++++ PODANE DANE

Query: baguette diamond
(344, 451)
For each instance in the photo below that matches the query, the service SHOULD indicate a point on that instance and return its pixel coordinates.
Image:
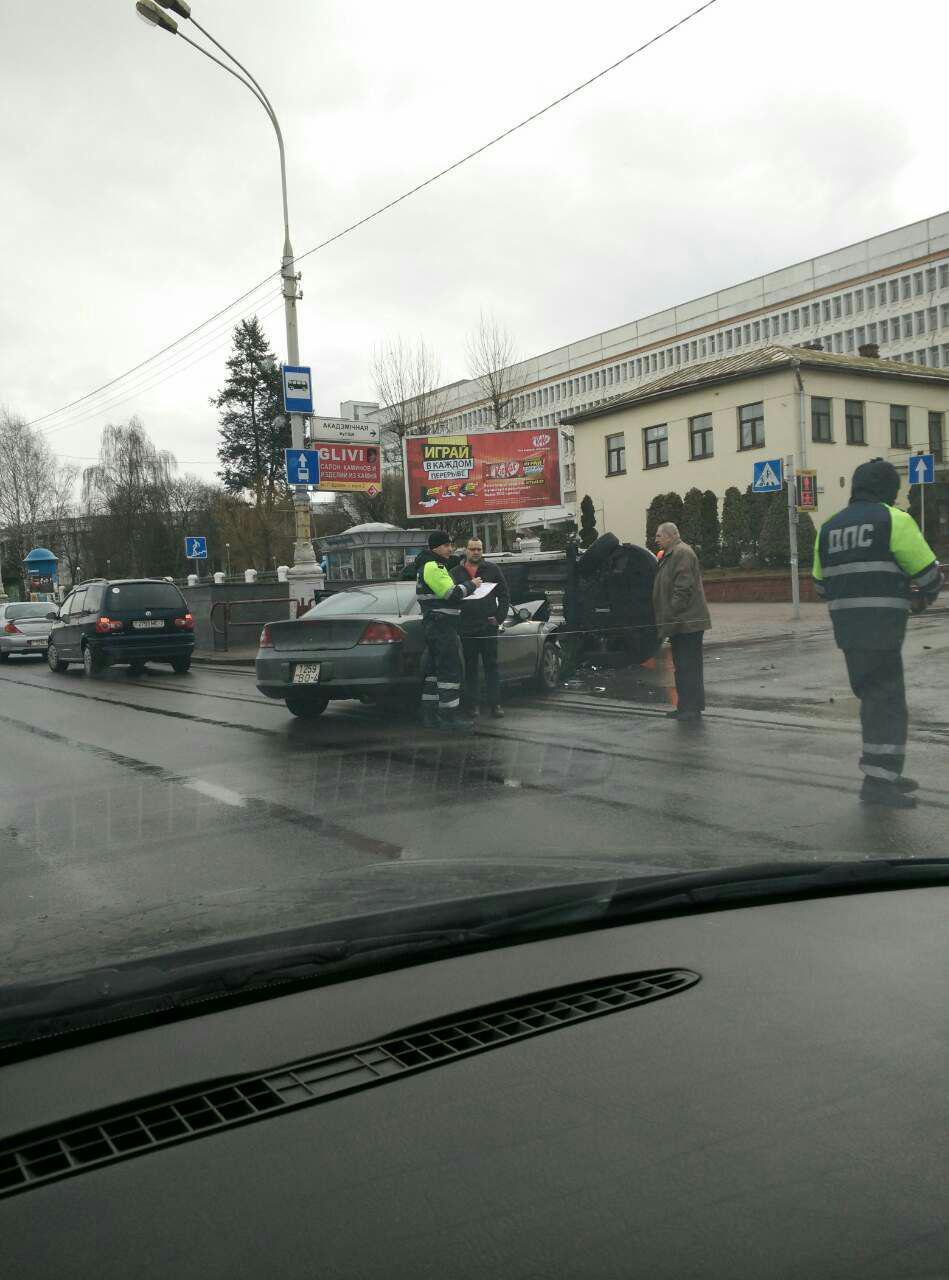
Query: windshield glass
(369, 599)
(27, 611)
(575, 521)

++++++++

--- ZADANIE ---
Czy możesz zwrócić wszystkie powyższe wiersze bez żadnych zmian, pomijając obrazy?

--- WYNIK ĆWICZENIA ---
Query: baguette diamond
(344, 451)
For each instance in the photo below that matches the query, the service SHOULD indicate a point on that instance and return its pixel coordinates.
Image:
Query: windshield glass
(369, 599)
(27, 611)
(575, 521)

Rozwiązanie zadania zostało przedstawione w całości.